● The problem
From the About text below, return the passage from "She is an Associate" to "from the ashes?", copied word for word.

(Document segment begins)

About
Dr. Renée Byrd is a Black feminist educator, artist, activist-scholar, farmer, poet and mom. She began doing work around mass incarceration in 2001 as a legal advocate for seriously and terminally ill prisoners in California women’s prisons with a non-profit called Justice Now in Oakland, CA. The imprisoned people she met with Justice Now forever changed her life and led her to nearly 25 years of community organizing, scholarship and social service work with current and formerly incarcerated people.
She is an Associate Professor of English at Cal Poly Humboldt and proudly comes from a long line of Black farmers. Building on the land-based legacy of her ancestors, she is the founder of Earthseed Laboratories. Earthseed is an emerging forest farm and healing justice space where folks with histories of incarceration and movement co-conspirators can come to slow down, break bread, restore ourselves and practice new ways of being in the world. While critique remains vital, Dr. Byrd’s work has made a generative turn toward experimenting with practices for abolition futures. Our understanding is deepening about the ways that racial capitalism and the carceral state have always held within them the seeds of their own demise. What are the more liberatory futures we are growing from the ashes?
Renée’s healing justice work is rooted in African diasporic spiritualities, particularly Southern hoodoo, as well as the Cycle of Transformation lineage of the Last Mask Center. Finding ways to bring her anti-prison work together with spiritual ecologies is pushing her in new directions. She is currently at work on a series of altar installations exploring the reproduction of violence, the afterlives of slavery and the materiality of healing ancestral lines.

(Document segment ends)
(Material shown begins)

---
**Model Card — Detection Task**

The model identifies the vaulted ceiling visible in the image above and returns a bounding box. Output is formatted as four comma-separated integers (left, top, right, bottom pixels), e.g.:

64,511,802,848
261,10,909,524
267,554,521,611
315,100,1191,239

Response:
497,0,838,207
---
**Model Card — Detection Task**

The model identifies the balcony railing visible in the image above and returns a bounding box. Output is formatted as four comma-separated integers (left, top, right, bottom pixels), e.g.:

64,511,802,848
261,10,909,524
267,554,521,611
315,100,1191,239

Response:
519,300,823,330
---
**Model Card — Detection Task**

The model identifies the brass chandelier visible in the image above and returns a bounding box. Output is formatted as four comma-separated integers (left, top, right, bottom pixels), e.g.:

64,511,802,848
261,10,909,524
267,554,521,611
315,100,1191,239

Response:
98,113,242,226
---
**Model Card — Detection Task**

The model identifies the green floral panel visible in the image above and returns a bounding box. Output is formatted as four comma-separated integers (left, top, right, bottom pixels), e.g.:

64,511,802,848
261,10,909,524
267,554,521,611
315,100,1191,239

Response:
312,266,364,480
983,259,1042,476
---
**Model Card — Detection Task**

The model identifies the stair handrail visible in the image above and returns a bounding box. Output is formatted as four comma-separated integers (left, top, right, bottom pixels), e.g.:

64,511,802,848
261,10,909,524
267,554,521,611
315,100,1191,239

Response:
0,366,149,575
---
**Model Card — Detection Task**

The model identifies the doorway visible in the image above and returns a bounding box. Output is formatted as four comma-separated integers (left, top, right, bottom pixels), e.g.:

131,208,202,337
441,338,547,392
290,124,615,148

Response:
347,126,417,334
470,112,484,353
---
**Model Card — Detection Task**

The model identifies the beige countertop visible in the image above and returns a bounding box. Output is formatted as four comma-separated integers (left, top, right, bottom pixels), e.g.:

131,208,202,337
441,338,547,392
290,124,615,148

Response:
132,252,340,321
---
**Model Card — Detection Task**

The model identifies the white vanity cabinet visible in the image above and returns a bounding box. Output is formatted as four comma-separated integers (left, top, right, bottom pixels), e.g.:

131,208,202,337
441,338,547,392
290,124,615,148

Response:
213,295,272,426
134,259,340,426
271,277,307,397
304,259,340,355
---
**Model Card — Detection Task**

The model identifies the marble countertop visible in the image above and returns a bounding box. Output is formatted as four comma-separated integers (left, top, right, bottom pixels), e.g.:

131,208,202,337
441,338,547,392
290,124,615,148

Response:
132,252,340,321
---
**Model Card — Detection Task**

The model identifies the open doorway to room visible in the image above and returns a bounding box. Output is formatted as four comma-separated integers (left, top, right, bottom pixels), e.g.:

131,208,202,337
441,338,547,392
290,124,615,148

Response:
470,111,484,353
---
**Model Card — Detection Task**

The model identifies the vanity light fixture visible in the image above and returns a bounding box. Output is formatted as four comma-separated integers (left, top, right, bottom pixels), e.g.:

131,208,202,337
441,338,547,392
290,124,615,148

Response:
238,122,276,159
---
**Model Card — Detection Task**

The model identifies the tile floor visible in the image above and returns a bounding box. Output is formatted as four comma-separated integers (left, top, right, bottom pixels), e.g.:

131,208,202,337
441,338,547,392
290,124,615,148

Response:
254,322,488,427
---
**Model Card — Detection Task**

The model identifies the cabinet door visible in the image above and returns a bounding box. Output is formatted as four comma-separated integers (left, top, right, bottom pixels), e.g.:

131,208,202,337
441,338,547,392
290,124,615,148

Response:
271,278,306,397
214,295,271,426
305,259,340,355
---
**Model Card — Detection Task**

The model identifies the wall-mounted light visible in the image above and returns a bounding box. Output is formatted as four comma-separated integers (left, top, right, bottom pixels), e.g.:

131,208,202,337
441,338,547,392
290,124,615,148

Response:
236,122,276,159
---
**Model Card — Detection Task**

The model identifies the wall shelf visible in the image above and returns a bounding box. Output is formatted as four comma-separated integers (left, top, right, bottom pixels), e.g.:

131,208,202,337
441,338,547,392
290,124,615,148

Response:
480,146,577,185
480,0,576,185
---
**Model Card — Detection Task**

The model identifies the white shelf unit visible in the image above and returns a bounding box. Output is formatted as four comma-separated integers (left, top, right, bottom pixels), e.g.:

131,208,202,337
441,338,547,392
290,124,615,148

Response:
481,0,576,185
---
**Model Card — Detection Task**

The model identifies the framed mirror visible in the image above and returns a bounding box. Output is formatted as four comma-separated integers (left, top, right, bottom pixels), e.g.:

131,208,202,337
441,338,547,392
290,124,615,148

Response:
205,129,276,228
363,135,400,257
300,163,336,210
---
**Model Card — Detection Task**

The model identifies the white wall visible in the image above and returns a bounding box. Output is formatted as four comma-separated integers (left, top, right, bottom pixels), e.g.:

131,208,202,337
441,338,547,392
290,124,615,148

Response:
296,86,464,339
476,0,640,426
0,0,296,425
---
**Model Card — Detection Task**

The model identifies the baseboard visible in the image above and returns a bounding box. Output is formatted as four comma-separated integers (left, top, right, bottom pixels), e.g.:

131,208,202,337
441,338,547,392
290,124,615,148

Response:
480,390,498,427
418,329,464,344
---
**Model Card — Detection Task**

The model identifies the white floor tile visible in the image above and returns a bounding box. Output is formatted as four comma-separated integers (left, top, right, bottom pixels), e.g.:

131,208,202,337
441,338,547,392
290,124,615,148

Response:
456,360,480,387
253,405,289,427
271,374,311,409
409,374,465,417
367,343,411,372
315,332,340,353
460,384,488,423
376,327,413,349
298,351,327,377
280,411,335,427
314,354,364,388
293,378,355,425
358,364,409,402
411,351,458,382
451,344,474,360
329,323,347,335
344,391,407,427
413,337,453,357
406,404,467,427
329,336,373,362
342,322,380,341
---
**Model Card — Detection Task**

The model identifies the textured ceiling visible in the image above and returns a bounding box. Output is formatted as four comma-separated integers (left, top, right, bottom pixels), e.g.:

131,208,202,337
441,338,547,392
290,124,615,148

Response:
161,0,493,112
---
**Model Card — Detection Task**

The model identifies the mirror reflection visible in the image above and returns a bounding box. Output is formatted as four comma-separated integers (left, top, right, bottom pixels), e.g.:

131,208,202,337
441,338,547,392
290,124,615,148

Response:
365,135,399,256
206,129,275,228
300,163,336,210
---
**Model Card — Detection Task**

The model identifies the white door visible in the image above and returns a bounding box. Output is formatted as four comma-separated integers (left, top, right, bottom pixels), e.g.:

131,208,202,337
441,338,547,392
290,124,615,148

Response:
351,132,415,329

(Material shown ends)

● Answer to this problem
She is an Associate Professor of English at Cal Poly Humboldt and proudly comes from a long line of Black farmers. Building on the land-based legacy of her ancestors, she is the founder of Earthseed Laboratories. Earthseed is an emerging forest farm and healing justice space where folks with histories of incarceration and movement co-conspirators can come to slow down, break bread, restore ourselves and practice new ways of being in the world. While critique remains vital, Dr. Byrd’s work has made a generative turn toward experimenting with practices for abolition futures. Our understanding is deepening about the ways that racial capitalism and the carceral state have always held within them the seeds of their own demise. What are the more liberatory futures we are growing from the ashes?